Your output should be the lines from the start of the data through the line containing "Report one point per instance of the green leaf", exactly and nothing more.

(Exercise data begins)

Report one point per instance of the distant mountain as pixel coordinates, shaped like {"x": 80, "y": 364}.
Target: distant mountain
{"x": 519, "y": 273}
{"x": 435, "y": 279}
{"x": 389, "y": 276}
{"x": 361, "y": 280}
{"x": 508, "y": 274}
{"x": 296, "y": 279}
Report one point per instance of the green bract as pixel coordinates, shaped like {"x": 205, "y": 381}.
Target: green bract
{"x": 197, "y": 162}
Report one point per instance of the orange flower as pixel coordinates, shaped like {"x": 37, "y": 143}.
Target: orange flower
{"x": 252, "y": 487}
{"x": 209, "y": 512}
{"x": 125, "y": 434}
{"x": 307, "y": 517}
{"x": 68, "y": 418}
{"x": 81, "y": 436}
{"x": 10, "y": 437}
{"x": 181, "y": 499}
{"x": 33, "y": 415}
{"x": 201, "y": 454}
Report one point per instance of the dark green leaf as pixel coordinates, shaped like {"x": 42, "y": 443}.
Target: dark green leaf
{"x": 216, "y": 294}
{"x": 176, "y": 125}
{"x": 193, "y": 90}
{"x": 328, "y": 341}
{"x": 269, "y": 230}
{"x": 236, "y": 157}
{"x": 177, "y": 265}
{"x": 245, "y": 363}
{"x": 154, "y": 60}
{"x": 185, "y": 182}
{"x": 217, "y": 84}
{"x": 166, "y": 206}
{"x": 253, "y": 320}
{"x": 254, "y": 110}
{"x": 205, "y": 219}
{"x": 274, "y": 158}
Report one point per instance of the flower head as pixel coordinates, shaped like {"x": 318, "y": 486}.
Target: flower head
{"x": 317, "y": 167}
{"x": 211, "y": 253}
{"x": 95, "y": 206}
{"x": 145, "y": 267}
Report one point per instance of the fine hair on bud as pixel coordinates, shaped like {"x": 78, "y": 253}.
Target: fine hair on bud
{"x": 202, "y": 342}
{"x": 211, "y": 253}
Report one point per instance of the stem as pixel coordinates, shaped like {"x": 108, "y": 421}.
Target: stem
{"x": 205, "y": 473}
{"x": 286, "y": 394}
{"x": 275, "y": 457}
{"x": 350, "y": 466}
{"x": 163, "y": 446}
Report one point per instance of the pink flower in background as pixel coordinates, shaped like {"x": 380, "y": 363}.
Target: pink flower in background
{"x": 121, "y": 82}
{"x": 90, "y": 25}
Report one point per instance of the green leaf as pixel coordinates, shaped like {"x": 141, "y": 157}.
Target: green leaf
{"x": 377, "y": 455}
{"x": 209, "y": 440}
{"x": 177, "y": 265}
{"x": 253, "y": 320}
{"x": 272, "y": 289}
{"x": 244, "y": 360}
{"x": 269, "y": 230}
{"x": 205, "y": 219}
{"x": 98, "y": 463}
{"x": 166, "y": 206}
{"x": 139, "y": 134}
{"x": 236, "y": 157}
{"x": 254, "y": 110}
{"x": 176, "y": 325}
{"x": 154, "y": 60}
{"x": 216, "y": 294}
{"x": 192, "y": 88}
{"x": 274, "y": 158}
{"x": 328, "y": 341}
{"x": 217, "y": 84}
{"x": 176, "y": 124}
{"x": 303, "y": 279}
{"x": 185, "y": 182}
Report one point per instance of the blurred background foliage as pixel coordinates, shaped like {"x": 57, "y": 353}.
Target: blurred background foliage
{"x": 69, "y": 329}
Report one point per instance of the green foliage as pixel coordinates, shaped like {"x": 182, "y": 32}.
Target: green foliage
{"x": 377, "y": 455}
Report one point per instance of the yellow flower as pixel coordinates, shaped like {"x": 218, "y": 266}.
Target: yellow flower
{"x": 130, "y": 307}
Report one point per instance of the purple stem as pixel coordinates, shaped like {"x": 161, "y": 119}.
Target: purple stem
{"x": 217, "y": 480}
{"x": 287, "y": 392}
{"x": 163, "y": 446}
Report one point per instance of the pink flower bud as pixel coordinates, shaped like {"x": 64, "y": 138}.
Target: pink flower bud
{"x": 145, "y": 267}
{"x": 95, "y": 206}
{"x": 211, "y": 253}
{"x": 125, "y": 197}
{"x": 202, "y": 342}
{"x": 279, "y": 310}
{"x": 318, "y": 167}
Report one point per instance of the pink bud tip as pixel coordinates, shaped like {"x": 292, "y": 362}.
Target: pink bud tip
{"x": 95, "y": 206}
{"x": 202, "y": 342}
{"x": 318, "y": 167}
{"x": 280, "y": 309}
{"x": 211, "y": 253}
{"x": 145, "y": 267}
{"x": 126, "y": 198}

(Exercise data ends)

- Expected output -
Report one point per instance of the distant mountain as pixel coordinates, shaped like {"x": 80, "y": 364}.
Target: distant mountain
{"x": 519, "y": 273}
{"x": 435, "y": 279}
{"x": 389, "y": 276}
{"x": 361, "y": 280}
{"x": 508, "y": 274}
{"x": 296, "y": 279}
Report one point per instance of the green bract as pixel coordinates, shaped like {"x": 205, "y": 381}.
Target: green bract
{"x": 197, "y": 162}
Report one point per instance of the orange flower as pixel coordinates, shaped like {"x": 37, "y": 143}.
Target: orange flower
{"x": 252, "y": 487}
{"x": 209, "y": 512}
{"x": 125, "y": 434}
{"x": 307, "y": 517}
{"x": 68, "y": 418}
{"x": 81, "y": 436}
{"x": 10, "y": 437}
{"x": 181, "y": 499}
{"x": 33, "y": 415}
{"x": 201, "y": 454}
Report one point per instance of the dark green leaf as pixel coordinates, shaped like {"x": 42, "y": 443}.
Target: dark green leaf
{"x": 216, "y": 294}
{"x": 176, "y": 125}
{"x": 193, "y": 90}
{"x": 328, "y": 341}
{"x": 269, "y": 230}
{"x": 236, "y": 157}
{"x": 177, "y": 265}
{"x": 245, "y": 363}
{"x": 154, "y": 60}
{"x": 185, "y": 182}
{"x": 217, "y": 84}
{"x": 166, "y": 206}
{"x": 253, "y": 320}
{"x": 254, "y": 110}
{"x": 205, "y": 219}
{"x": 274, "y": 158}
Report one point per instance of the flower head as pixel coordinates, shaped like {"x": 318, "y": 486}.
Target: flower head
{"x": 317, "y": 167}
{"x": 211, "y": 253}
{"x": 95, "y": 206}
{"x": 145, "y": 267}
Report one point per instance of the fine hair on bud as pixel coordinates, shaped like {"x": 78, "y": 253}.
Target: fine hair on bud
{"x": 202, "y": 342}
{"x": 211, "y": 253}
Report one point per instance of the stem as pixel coordinates, shaped like {"x": 108, "y": 421}.
Target: stem
{"x": 205, "y": 473}
{"x": 286, "y": 394}
{"x": 275, "y": 457}
{"x": 350, "y": 466}
{"x": 163, "y": 446}
Report one point per instance of the pink flower in background as pixel coordinates, shaped like {"x": 380, "y": 363}.
Target: pink flower in background
{"x": 121, "y": 82}
{"x": 90, "y": 25}
Report one point per instance of the green leaf as pixel coordinates, shaped like {"x": 141, "y": 157}.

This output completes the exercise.